- Exercise description -
Every line of the data needs to be returned exactly.
··· Supplied data
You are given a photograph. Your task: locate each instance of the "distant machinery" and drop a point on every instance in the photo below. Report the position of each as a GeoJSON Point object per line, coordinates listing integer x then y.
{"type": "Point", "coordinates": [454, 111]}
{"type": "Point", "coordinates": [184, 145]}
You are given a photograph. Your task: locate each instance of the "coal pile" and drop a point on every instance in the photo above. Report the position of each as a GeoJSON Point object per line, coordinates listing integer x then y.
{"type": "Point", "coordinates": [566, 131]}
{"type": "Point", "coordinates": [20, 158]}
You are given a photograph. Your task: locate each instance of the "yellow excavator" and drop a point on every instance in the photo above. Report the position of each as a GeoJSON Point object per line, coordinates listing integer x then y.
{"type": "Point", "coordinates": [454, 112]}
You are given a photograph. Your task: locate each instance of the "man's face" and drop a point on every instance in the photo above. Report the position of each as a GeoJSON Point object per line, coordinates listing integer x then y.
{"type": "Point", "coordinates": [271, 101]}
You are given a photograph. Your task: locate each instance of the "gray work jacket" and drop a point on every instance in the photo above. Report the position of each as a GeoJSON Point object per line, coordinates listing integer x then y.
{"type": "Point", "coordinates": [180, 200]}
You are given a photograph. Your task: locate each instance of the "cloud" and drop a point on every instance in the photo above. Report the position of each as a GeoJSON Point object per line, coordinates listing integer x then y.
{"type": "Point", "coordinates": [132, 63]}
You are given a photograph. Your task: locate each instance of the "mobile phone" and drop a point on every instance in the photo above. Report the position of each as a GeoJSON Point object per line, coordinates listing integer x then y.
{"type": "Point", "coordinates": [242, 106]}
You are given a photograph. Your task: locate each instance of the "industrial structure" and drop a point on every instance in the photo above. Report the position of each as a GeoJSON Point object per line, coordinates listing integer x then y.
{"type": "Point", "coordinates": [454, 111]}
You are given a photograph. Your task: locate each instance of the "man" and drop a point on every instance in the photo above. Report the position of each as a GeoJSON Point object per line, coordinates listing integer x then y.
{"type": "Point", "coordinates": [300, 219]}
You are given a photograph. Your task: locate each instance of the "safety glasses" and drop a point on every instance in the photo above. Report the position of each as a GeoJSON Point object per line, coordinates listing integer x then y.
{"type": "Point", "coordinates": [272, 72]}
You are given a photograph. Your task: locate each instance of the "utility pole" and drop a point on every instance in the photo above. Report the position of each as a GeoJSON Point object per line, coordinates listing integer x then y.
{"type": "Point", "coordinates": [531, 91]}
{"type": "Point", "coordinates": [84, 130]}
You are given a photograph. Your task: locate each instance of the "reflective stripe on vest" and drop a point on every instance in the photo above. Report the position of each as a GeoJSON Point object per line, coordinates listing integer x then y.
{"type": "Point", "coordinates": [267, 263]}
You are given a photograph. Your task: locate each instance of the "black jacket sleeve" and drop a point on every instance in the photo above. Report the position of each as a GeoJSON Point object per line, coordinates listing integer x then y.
······
- Task response -
You are given a photograph. Your task: locate each instance of the "distant machinery" and drop a point on every instance in the photo below. Report the position of each as a GeoJSON Point object per line, coordinates listing integer x then y.
{"type": "Point", "coordinates": [454, 111]}
{"type": "Point", "coordinates": [184, 145]}
You are given a photograph. Your task: locate each instance of the "coal pile" and drop a point on every instance in the photo above. Report the position of each as a GeoJSON Point object per line, coordinates listing integer x then y.
{"type": "Point", "coordinates": [566, 131]}
{"type": "Point", "coordinates": [20, 158]}
You are given a photograph. Your task: locate each instance of the "yellow excavator" and drop a point on every instance in the photo above. Report the position of each as a GeoJSON Point object per line, coordinates listing integer x then y.
{"type": "Point", "coordinates": [454, 112]}
You are given a photograph. Your task: locate each instance of the "man's face" and drop a point on every instance in the photo above. Report the position of each as a GeoJSON Point object per line, coordinates listing integer x then y.
{"type": "Point", "coordinates": [271, 101]}
You are given a photograph. Your task: locate each instance of the "gray work jacket" and drop a point on every instance in the photo above. Report the position of each as a GeoJSON Point object per line, coordinates listing integer x then y.
{"type": "Point", "coordinates": [180, 200]}
You are given a photograph. Your task: locate each instance of the "cloud" and drop a point on every instance in the photo above. Report the position of each as a GeoJSON Point object per line, coordinates listing integer x then y.
{"type": "Point", "coordinates": [132, 63]}
You are given a photograph. Your task: locate each instance of the "mobile phone" and drop a point on every instance in the photo above. Report the position of each as a GeoJSON Point object per line, coordinates listing integer x then y.
{"type": "Point", "coordinates": [242, 106]}
You are given a photograph. Your task: locate each instance of the "industrial structure" and drop a point on every instance in the photo above. Report the position of each as a GeoJSON Point object per line, coordinates listing integer x then y.
{"type": "Point", "coordinates": [454, 111]}
You are given a photograph. Your task: locate each instance of the "man" and drop a point on every instance in the photo above. Report the position of each as a GeoJSON Point object per line, coordinates listing integer x then y.
{"type": "Point", "coordinates": [300, 219]}
You are given a photograph. Your task: locate each instance of the "safety glasses" and drop a point on every instance in the photo above. Report the position of each as a GeoJSON Point object per line, coordinates listing integer x then y.
{"type": "Point", "coordinates": [272, 72]}
You are given a photograph. Your task: locate each instance of the "utility pole" and drop a point on every instance in the photo above. Report the position of each as a GeoJSON Point object per line, coordinates listing integer x then y.
{"type": "Point", "coordinates": [531, 91]}
{"type": "Point", "coordinates": [84, 130]}
You are given a photograph. Your task: locate each instance of the "reflective stripe on vest" and drop a point on every instance in the photo above. Report the position of each as a GeoJSON Point object per line, coordinates listing integer x then y.
{"type": "Point", "coordinates": [267, 263]}
You are given a photograph. Your task: locate each instance of the "black jacket sleeve" and drop a point on every instance in the photo above. Report the position of each as a GeoJSON Point object per line, coordinates listing integer x then y.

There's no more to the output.